— Extracted text —
•••
No matter that few bothered to make this comparison during the 2003 SARS hysteria, which caused only 8,096 cases and 774 deaths worldwide with no U.S. deaths.
There’s no hint that influenza A (H1N1) is either easier to transmit than seasonal flu or more lethal. The symptoms are the same, and swine flu cases so far have generally been quite mild.
As of this writing, there are 160 confirmed cases in 10 countries, plus 97 more in Mexico. Yet all eight deaths have been of Mexicans. (Yes, you’ve read of thousands of Mexican cases and 159 deaths, but the WHO’s latest update says otherwise, and they’ve expressly disavowed the death figure.)
Still, why the Mexican fatalities? All infectious diseases strike much harder in underdeveloped countries, primarily because the people are less healthy to begin with. Only 322 of those 8,096 SARS cases were in developed nations.
The moniker "swine flu" clearly spooks many. But pigs, with the help of birds, routinely transmit seasonal flu to humans. "Swine flu" simply means it has genetic material from pig influenza mixed in. If that inherently made it more dangerous than a pure human flu, the 1976 strain wouldn’t have caused merely 500 infections with a 0.2% death rate.
This is pathetic. (Photo by Reuters)
No, influenza A (H1N1) doesn’t threaten to become "another Spanish Flu of 1918-19," as pig flu panic purveyors claim. Nothing does. Check your calendar; that was 90 years ago. We’re not hobbled by a world war, and since then, we’ve developed things called "antibiotics," as well as antivirals, pneumonia vaccines and other medical tools. In all flu outbreaks, including the Spanish one, secondary bacterial infections cause the vast majority of deaths. Not incidentally, one of the "worrisome" similarities between Spanish flu and swine flu is that both strains are of the H1N1 subtype. But — ahem! — So is one of the major subtypes of the latest seasonal flu.
Another panic prompter is that so far influenza A (H1N1) appears to disproportionately affect younger people. Assuming this holds up, one explanation would be that older persons have received some immunity from previous exposure to a similar strain. Cause for alarm? In any case, the stronger immune systems of younger people could explain the apparent mildness of symptoms outside of Mexico.
It’s indeed true we have no vaccine for this flu. But two years ago, it turned out that the seasonal flu shot was ineffective against the primary strain and one of the two secondary strains. There was no appreciable increase in cases or deaths. That said, it would be insurance to make swine flu one of the three strains in this fall’s seasonal flu vaccine.
•••
— Given material —

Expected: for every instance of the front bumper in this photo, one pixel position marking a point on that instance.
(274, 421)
•••
— What you will do —
1/ In the swine flu text, what causes most deaths in all flu outbreaks?
2/ Write a continuation of the swine flu text that picks up after its final sentence.
The lines after the swine flu text are separate material and have nothing to do with it.

— Responses by item number —
1/ Secondary bacterial infections.

2/
It’s also truly reassuring to see self-important health officials grasping for straws to make the outbreak appear more serious. Keiji Fukuda, a top WHO official, invoked the dreaded "M" word (mutation). "It’s quite possible for this virus to evolve," he said, whereupon it "can become more dangerous to people." Actually, evolution favors mutations that make a virus less harmful; better to adapt to a host than to kill it.
The last time a flu mutation perceptibly increased the U.S. death rate was the Hong Kong flu of 1968-69 (34,000 in a smaller population) and before that the Asian flu 1957-58 (70,000). They were bad, but hardly apocalyptic. Both occurred long before the advent of antivirals or pneumonia vaccines.
But influenza A (H1N1) hysteria is even now delivering a gut punch to a global economy, posing a serious risk of a recession within the recession.
It was SARS hysteria, and not the relatively tiny number of cases, that cost the economies of East and Southeast Asia 0.6 percentage points of 2003 GDP, according to the Asian Development Bank. And a World Bank report last year estimated that just the costs of avoiding infection during a flu pandemic — not the illness itself — would shave off 1.9% off world GDP. Some poorer parts of the world — including that containing Mexico — would lose 2.9% of GDP.
Ironically, because as we’ve seen in Mexico, wealth translates into health, poorer nations could well lose far more lives to the hysteria than the virus. Such are the wages of our swine flu fright fest.